-- Start of Source document --

There’s a Wikipedia page called
“Genocides in History”. The Congolese Genocide isn’t included. The Congo
is mentioned though. What’s now called the Democratic Republic of the
Congo is listed in reference to the Second Congo War (also called
Africa’s World War and the Great War of Africa), where both sides of the
multinational conflict hunted down Bambenga and ate them. Cannibalism
and slavery are horrendous evils which must be entered into history and
talked about for sure, but I couldn’t help thinking whose interests were
served when the only mention of the Congo on the page was in reference
to multi-national incidents where a tiny minority of people were eating
each other (completely devoid of the conditions which created the
conflict no less). Stories which support the white supremacist narrative
about the subhumanness of people in Africa are allowed to be entered
into the records of history. The white guy who turned the Congo into his
own personal part-plantation, part-concentration camp, part-Christian
ministry and killed 10 to 15 million Conglese people in the process
doesn’t make the cut.
You see, when you kill ten million
Africans, you aren’t called ‘Hitler’. That is, your name doesn’t come to
symbolize the living incarnation of evil. Your name and your picture
doesn’t produce fear, hatred, and sorrow. Your victims aren’t talked
about and your name isn’t remembered.
Leopold was just one part of thousands of things that helped
construct white supremacy as both an ideological narrative and material
reality. Of course I don’t want to pretend that in the Congo he was the
source of all evil. He had generals, and foot soldiers, and managers who
did his bidding and enforced his laws. It was a system. But this
doesn’t negate the need to talk about the individuals who are symbolic
of the system. But we don’t even get that. And since it isn’t talked
about, what capitalism did to Africa, all the privileges that rich white
people gained from the Congolese genocide are hidden. The victims of
imperialism are made, like they usually are, invisible.

-- End of Source document --
-- Start of Given information --

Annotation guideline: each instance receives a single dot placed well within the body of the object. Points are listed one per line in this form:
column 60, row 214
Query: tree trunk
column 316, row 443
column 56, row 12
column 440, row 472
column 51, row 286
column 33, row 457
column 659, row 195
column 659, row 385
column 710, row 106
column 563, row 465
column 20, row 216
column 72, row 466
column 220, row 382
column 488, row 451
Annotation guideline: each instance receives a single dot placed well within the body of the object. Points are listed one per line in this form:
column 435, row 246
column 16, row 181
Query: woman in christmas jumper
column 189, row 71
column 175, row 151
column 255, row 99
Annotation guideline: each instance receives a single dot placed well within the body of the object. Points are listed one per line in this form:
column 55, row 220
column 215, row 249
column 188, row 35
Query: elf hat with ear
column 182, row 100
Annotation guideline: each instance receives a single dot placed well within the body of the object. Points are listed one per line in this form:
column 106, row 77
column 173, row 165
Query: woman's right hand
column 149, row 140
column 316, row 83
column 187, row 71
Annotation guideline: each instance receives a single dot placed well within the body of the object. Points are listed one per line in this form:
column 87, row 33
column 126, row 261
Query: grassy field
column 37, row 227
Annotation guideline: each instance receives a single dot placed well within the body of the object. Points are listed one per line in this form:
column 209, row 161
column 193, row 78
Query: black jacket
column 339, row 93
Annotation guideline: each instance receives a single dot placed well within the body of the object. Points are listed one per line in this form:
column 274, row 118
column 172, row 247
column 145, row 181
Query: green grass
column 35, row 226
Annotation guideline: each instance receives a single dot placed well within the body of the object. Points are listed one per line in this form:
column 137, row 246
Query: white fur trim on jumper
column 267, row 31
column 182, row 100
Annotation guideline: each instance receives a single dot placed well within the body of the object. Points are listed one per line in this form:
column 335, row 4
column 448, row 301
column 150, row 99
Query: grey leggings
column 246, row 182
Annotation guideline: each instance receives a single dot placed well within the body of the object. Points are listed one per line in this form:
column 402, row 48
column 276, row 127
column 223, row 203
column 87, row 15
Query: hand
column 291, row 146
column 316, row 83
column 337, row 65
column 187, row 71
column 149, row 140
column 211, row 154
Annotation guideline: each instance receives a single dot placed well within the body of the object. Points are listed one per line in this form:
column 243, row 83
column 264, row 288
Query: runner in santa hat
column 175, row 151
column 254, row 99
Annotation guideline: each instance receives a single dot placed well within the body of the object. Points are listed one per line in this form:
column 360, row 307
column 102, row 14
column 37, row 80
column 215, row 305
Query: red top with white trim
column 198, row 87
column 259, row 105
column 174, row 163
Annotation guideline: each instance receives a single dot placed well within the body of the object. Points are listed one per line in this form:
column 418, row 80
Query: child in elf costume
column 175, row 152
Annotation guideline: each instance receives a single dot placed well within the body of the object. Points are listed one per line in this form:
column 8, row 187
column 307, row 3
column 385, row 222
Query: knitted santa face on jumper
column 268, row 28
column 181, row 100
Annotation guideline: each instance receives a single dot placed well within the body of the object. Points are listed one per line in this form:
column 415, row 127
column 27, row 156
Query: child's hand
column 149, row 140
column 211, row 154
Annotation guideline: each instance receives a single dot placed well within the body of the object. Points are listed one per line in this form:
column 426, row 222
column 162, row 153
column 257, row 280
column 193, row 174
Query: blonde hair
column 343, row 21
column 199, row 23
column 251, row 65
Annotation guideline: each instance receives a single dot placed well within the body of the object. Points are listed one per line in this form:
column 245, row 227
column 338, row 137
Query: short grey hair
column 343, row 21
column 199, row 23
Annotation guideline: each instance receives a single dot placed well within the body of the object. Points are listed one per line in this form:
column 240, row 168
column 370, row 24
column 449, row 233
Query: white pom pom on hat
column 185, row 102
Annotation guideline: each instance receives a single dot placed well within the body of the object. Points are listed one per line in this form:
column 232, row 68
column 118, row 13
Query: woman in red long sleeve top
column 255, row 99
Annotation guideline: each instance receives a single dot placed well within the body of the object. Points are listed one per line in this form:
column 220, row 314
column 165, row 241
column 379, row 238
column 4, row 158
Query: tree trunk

-- End of Given information --

Objective
Can you write out the passage on the Congolese genocide, starting at "You see, when" and ending at "name isn’t remembered.", with "Hitler" switched to "Caligula"?

Exercise solution
You see, when you kill ten million
Africans, you aren’t called ‘Caligula’. That is, your name doesn’t come to
symbolize the living incarnation of evil. Your name and your picture
doesn’t produce fear, hatred, and sorrow. Your victims aren’t talked
about and your name isn’t remembered.